▸ **Exercise instructions**
Below are the entries; count how many lines contain the word "carriage" and reply with that number alone.

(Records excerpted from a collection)
--*--

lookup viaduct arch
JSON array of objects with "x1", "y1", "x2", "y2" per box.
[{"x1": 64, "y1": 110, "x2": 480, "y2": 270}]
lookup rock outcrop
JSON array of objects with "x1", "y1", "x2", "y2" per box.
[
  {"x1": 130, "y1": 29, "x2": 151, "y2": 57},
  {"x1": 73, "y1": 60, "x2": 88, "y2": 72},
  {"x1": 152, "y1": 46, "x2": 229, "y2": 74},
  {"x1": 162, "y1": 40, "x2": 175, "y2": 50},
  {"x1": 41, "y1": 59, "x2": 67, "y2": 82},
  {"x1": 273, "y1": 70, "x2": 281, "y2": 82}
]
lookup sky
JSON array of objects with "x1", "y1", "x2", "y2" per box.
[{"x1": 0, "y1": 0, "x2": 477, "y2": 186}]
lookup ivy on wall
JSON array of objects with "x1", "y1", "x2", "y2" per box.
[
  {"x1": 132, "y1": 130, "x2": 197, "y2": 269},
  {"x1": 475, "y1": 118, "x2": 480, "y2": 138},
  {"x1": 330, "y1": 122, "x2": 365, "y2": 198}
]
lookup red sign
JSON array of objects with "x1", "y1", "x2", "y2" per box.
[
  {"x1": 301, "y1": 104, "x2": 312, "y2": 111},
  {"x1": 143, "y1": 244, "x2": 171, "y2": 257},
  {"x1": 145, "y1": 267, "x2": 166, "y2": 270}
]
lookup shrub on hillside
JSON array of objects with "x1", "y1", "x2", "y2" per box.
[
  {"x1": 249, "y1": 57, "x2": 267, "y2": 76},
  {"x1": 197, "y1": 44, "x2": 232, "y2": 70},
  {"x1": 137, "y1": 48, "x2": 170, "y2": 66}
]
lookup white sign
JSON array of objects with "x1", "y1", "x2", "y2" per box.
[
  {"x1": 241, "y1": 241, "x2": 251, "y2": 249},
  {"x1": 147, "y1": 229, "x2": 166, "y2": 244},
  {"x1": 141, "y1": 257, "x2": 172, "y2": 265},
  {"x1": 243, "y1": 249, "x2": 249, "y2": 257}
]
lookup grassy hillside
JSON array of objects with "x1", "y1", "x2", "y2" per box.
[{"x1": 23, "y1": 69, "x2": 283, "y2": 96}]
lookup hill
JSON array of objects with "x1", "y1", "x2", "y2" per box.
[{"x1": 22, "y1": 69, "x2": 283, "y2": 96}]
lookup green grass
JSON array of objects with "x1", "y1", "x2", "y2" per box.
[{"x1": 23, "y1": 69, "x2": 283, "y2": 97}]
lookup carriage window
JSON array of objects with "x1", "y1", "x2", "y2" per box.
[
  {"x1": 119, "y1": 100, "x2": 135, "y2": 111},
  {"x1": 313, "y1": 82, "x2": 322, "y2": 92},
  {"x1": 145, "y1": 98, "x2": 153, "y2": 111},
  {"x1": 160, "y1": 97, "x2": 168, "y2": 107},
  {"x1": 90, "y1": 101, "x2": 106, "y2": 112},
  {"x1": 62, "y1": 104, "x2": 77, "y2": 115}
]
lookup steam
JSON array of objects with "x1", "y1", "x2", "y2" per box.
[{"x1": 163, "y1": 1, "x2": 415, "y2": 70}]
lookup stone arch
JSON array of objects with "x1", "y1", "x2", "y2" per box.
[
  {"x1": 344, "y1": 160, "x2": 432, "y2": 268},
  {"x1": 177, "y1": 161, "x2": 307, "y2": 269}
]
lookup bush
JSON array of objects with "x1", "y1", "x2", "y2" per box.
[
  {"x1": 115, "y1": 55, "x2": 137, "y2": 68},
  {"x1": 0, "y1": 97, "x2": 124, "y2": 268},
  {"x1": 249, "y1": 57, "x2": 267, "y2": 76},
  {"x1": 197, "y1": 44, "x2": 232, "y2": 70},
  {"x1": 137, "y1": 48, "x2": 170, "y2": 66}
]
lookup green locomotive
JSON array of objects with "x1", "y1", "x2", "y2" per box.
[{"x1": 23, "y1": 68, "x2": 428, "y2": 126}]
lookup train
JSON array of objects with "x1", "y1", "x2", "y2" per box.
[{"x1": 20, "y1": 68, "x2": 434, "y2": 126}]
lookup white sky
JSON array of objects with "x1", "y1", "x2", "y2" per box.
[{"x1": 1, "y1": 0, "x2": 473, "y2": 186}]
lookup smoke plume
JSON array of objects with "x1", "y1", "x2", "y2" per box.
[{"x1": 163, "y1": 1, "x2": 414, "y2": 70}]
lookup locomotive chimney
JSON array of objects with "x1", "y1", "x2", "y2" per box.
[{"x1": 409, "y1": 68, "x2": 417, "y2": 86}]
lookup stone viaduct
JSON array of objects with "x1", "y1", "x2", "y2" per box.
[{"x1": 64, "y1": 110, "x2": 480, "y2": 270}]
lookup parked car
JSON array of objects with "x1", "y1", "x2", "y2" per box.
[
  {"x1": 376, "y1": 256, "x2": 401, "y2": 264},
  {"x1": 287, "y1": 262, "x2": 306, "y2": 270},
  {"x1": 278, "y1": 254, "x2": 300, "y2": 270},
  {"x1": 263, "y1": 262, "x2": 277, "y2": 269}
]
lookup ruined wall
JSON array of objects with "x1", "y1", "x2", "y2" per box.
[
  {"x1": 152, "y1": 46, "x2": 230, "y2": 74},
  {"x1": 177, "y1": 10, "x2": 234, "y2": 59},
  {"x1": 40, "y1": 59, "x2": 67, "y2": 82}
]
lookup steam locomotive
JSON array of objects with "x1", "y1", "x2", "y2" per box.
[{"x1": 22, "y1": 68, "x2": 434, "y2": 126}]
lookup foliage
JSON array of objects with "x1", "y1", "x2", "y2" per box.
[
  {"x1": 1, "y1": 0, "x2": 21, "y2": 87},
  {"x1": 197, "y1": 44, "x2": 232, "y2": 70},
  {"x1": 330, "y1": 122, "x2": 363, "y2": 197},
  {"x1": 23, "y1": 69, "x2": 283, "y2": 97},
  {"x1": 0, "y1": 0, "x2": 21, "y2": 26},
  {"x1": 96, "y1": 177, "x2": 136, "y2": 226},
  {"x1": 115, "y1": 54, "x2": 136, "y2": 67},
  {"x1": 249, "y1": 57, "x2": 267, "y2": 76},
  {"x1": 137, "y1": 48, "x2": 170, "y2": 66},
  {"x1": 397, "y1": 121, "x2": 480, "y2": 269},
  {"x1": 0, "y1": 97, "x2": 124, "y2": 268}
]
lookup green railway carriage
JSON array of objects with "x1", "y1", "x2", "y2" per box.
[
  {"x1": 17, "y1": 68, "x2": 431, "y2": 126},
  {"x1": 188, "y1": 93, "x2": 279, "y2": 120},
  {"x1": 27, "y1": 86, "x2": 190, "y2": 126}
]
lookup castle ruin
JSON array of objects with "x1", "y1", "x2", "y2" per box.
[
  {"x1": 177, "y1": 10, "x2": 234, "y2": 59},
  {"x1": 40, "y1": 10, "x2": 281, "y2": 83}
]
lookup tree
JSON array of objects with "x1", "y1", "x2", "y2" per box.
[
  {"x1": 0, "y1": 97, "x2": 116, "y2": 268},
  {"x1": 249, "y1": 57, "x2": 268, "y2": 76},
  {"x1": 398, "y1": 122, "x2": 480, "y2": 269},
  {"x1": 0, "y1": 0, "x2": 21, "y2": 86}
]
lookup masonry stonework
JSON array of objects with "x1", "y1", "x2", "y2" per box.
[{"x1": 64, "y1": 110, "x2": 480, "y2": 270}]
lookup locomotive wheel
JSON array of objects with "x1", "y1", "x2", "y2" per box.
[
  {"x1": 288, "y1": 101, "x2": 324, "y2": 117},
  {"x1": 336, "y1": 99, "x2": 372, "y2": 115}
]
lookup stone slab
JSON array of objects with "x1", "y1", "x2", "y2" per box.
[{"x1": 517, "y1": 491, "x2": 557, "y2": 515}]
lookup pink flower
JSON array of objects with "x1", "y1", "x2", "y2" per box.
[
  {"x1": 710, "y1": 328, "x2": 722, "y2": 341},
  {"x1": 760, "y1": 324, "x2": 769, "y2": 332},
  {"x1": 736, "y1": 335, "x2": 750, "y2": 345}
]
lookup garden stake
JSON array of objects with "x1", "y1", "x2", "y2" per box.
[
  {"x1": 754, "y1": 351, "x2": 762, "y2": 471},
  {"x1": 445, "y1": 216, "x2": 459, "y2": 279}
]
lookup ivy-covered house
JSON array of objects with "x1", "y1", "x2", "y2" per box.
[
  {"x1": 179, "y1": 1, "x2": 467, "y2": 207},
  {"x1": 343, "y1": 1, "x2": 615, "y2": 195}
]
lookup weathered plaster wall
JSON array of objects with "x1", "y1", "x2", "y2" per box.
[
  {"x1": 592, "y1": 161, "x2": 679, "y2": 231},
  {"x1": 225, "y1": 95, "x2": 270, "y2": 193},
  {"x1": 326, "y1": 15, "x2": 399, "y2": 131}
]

--*--

▸ **Response to this task**
2